_Text provided_.
Let me begin this post by first describing what machine data is. Machine data is essentially log file information. When engineers build systems (hardware or software), they usually incorporate some element of log file capture into the design of those systems for several reasons: first for troubleshooting purposes and second as a backup, in case something unintended happens with the primary system.
As a result, almost every electronic device and software program generate this “machine data”. It’s fairly safe to say, that most things we interact with on a day-to-day basis captures this machine data. For example, our automobile, cell phone, ATM, EZ-Pass, Electric Meters, laptops, TV, Online Activity, Servers, Storage Devices, pacemakers, elevators, etc. all generate and locally store this machine data in one form or another. When we call the mechanic about a “check engine” light warning on our automobile, they ask us to bring the car in to the shop so that they can hook it up to the computer to diagnose the problem, we are leveraging machine data. What the mechanic is really doing is accessing the machine data stored on our automobile to identify error codes or anomalies that would help them to pinpoint a mechanical problem. And, the proverbial “Black Box” that is so crucial to explaining why an airplane may have crashed also leverages this machine data.
So, if machine data is everywhere, how come we never heard much about it?
In a word, it’s difficult. Since machine data comes in lots of different shapes and sizes, it is a difficult proposition to collect and analyze this information against lots of different sources. Going back to the car example, information collected from different sensors are all fed into one collection point. The engineers building the automobile are able to dictate requirements to component manufacturers about the shape, format, and frequency of data collection, etc. of all this machine data. Since they design and build the entire process, they are able to correlate and present this information in a way that useful for mechanics troubleshooting a car problem.
However, if we look at an enterprise IT infrastructure, this same collaboration & integration doesn’t exist. A typical enterprise will have lots of unrelated components. From, load balancers, web servers, application server, operating systems, pc’s, storage devices, multiple sites (on premise and in the cloud), to virtual environments, mobile devices, card readers, etc. So, depending upon the size and scale of the business, they could have lots and lots of machines generating this data. I personally work with some customers whose server counts are measured in the tens of thousands.
Within the enterprise, no universal format for machine data exists. This fact creates an enormous challenge for any enterprise looking to unlock the value of machine data. That, combined with the variety, volume, and variability of this machine data can be downright overwhelming. As a result, enterprises collect the information in silos, and resort to an old school, brute force approach to analyzing this data only when it’s necessary. If a system or process is failing, a team is assembled from the various IT departments to engage in what can best be compared to an IT scavenger hunt, manually pouring through log files, comparing those files to the cause and effect across other log files throughout the network. This whole process is so labor intensive and time consuming that if the problem is only intermittent a decision may be made to abandon even identifying the root cause.

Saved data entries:
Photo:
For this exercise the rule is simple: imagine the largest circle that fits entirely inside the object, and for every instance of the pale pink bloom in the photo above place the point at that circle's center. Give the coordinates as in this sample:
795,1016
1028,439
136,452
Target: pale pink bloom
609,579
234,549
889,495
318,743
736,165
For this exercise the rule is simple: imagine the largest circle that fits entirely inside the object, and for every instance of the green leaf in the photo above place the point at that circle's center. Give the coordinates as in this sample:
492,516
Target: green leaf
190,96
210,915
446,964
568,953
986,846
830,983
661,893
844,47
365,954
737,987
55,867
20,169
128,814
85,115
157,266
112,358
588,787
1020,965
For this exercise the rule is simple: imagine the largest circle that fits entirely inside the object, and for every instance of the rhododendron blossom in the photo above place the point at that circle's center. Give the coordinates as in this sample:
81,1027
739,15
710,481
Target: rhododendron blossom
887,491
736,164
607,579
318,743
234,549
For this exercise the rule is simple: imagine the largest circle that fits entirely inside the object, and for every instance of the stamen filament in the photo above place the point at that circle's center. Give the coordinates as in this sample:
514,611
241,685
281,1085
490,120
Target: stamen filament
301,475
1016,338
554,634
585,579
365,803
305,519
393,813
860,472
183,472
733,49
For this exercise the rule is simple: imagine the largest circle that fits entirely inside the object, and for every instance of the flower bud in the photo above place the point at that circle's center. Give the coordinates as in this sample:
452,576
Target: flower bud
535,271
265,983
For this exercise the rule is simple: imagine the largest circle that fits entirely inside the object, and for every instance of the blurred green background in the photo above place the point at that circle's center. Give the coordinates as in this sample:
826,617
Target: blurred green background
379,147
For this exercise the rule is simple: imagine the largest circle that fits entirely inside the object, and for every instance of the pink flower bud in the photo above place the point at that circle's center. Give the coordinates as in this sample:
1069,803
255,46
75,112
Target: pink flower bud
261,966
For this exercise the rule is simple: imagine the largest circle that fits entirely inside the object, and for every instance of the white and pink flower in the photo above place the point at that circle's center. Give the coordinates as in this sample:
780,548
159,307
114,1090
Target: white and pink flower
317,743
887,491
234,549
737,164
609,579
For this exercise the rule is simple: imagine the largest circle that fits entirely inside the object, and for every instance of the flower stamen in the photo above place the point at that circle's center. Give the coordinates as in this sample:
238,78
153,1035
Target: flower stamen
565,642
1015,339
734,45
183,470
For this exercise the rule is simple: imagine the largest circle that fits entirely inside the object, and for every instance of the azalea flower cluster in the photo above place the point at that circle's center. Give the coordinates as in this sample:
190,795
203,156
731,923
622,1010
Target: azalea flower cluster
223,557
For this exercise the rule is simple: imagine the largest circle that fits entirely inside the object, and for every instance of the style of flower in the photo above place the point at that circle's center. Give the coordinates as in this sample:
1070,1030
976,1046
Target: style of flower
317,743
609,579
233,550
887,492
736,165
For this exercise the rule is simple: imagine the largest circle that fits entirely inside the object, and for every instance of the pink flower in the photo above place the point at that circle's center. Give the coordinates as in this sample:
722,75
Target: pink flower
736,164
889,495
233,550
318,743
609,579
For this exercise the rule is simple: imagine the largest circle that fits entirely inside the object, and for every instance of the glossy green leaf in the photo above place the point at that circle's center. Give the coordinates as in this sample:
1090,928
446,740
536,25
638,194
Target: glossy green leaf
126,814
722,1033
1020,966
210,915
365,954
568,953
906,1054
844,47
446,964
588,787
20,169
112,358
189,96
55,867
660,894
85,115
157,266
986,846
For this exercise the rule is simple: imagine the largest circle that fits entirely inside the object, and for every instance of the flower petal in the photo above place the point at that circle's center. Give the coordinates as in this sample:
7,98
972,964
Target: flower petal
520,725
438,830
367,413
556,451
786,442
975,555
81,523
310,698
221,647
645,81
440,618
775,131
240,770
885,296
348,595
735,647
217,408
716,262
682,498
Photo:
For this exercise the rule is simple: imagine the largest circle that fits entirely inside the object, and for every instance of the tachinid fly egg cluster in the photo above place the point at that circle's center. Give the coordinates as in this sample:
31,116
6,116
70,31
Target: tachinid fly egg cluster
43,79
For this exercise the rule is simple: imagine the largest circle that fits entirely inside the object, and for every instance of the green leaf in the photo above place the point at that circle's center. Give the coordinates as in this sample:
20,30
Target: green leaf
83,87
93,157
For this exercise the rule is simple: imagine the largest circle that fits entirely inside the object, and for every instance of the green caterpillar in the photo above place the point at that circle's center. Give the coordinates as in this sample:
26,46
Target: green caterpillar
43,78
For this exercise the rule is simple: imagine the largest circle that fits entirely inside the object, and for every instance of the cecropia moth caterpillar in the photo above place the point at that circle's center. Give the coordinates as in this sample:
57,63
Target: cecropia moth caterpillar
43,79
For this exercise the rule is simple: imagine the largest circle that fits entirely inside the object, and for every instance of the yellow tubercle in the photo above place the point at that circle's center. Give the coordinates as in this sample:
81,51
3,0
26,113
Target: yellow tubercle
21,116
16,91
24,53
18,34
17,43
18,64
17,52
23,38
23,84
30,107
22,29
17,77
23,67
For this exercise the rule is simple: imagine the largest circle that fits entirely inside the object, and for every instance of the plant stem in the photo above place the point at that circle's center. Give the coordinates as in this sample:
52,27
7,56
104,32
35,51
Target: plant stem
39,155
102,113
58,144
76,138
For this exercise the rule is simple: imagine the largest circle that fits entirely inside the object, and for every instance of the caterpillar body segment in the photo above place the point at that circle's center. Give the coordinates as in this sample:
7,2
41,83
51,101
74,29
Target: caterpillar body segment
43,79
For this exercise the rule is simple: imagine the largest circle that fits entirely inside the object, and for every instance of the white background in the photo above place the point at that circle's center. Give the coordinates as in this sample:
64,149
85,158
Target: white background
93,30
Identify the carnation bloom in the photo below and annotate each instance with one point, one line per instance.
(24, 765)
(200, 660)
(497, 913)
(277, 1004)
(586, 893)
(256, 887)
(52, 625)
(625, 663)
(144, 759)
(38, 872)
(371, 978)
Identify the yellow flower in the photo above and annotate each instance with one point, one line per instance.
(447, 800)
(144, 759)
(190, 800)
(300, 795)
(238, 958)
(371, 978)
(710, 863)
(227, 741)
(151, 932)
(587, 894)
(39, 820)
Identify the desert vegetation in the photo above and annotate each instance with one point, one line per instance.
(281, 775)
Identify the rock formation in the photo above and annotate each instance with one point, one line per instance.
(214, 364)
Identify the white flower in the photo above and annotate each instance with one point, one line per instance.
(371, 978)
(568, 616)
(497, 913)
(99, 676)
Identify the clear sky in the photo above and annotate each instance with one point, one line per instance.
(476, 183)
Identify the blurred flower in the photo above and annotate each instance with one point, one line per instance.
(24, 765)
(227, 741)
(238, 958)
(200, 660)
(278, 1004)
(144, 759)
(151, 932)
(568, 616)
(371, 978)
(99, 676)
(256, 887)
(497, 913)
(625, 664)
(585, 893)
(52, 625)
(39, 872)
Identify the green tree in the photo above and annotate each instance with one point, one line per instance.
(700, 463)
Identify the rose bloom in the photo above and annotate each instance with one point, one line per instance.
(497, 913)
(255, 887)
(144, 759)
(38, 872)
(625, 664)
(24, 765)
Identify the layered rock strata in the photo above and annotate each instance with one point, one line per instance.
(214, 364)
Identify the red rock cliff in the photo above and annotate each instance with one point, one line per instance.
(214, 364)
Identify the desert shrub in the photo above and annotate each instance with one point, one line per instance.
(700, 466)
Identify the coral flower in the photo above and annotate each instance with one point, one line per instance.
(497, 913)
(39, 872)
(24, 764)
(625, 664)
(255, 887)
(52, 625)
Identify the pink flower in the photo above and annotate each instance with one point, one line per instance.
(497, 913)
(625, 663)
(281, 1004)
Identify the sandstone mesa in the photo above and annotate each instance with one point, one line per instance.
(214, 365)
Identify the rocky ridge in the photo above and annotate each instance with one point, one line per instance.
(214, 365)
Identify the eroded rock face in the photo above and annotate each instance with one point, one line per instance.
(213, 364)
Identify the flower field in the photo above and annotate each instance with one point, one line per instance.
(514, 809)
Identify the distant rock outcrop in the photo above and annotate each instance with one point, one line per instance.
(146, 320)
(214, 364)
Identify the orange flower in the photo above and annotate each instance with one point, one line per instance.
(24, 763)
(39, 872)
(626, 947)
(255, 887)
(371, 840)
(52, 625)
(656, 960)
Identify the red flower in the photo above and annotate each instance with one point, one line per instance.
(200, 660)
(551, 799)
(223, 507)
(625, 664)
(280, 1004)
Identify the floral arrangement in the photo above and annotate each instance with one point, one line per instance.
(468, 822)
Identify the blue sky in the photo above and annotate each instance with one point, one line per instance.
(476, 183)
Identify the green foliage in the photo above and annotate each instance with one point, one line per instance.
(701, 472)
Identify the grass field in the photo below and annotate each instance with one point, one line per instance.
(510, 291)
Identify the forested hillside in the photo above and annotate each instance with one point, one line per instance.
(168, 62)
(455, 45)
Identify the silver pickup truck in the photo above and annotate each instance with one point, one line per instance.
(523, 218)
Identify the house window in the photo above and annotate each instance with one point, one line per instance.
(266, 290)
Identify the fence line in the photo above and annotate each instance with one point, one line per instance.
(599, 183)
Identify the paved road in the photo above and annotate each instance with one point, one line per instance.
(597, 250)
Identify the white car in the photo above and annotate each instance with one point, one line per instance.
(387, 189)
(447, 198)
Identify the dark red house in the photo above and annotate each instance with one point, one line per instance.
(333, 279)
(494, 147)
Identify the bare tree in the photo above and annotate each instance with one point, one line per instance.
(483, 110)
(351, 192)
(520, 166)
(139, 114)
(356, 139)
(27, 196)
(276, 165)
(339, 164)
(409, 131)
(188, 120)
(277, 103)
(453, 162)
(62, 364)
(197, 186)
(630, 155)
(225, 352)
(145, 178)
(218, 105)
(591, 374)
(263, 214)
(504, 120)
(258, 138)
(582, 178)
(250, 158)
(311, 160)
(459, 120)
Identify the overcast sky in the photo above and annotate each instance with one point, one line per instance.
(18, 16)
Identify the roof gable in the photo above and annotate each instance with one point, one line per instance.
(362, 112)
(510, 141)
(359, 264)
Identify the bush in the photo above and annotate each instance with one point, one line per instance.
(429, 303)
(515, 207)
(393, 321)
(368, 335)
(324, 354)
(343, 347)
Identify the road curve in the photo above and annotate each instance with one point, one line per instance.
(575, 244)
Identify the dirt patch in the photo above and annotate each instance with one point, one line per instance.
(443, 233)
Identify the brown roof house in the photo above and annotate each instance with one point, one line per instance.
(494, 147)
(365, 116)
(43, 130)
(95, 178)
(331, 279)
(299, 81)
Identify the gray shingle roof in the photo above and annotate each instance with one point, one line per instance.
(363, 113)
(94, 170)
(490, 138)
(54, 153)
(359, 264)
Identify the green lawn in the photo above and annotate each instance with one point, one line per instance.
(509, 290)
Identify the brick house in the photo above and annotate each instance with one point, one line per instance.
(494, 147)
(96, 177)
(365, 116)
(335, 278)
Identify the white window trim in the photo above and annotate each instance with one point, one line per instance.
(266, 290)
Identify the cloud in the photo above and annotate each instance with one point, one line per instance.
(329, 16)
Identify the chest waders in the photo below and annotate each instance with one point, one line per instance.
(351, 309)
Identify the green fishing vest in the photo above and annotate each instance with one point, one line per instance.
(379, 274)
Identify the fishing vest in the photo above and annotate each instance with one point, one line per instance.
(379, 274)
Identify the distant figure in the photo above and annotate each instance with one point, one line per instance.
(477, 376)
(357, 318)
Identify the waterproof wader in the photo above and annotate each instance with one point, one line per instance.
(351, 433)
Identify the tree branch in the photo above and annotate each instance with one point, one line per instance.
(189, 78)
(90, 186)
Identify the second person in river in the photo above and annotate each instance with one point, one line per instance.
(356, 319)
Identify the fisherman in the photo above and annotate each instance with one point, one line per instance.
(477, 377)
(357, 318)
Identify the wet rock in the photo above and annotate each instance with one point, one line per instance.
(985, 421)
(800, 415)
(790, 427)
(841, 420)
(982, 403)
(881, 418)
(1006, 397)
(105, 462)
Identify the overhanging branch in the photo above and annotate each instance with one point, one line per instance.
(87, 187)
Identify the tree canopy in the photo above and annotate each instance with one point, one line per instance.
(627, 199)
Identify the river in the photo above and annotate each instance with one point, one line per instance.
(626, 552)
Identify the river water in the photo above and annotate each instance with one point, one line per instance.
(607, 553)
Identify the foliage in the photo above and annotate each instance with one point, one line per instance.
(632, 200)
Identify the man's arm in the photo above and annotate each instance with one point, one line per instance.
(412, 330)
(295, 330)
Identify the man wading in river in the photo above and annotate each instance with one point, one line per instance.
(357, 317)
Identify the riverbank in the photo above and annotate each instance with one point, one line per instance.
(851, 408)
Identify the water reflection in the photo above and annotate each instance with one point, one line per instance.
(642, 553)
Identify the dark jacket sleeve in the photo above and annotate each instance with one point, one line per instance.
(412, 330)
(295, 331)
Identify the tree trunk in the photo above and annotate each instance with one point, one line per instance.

_Assignment 1_. Print the passage from the machine data text between "So, if machine" and "a car problem.", inclusive.
_Assignment 2_. Condense the paragraph of the machine data text that begins "However, if we look at an enterprise IT infrastructure" into a shorter version that keeps its main facts.
_Assignment 3_. Name the qualities of machine data that the machine data text says, together with the lack of a universal format, can be downright overwhelming.

_Written answer 1_.
So, if machine data is everywhere, how come we never heard much about it?
In a word, it’s difficult. Since machine data comes in lots of different shapes and sizes, it is a difficult proposition to collect and analyze this information against lots of different sources. Going back to the car example, information collected from different sensors are all fed into one collection point. The engineers building the automobile are able to dictate requirements to component manufacturers about the shape, format, and frequency of data collection, etc. of all this machine data. Since they design and build the entire process, they are able to correlate and present this information in a way that useful for mechanics troubleshooting a car problem.

_Written answer 2_. Enterprise IT infrastructure lacks the collaboration and integration found in the car example. A typical enterprise has many unrelated components, such as load balancers, web servers, application servers, operating systems, PCs, storage devices, multiple sites (on premise and in the cloud), virtual environments, mobile devices and card readers. Depending on a business's size and scale, many machines may generate this data. Some of the writer's customers have server counts in the tens of thousands.

_Written answer 3_.
- Variety
- Volume
- Variability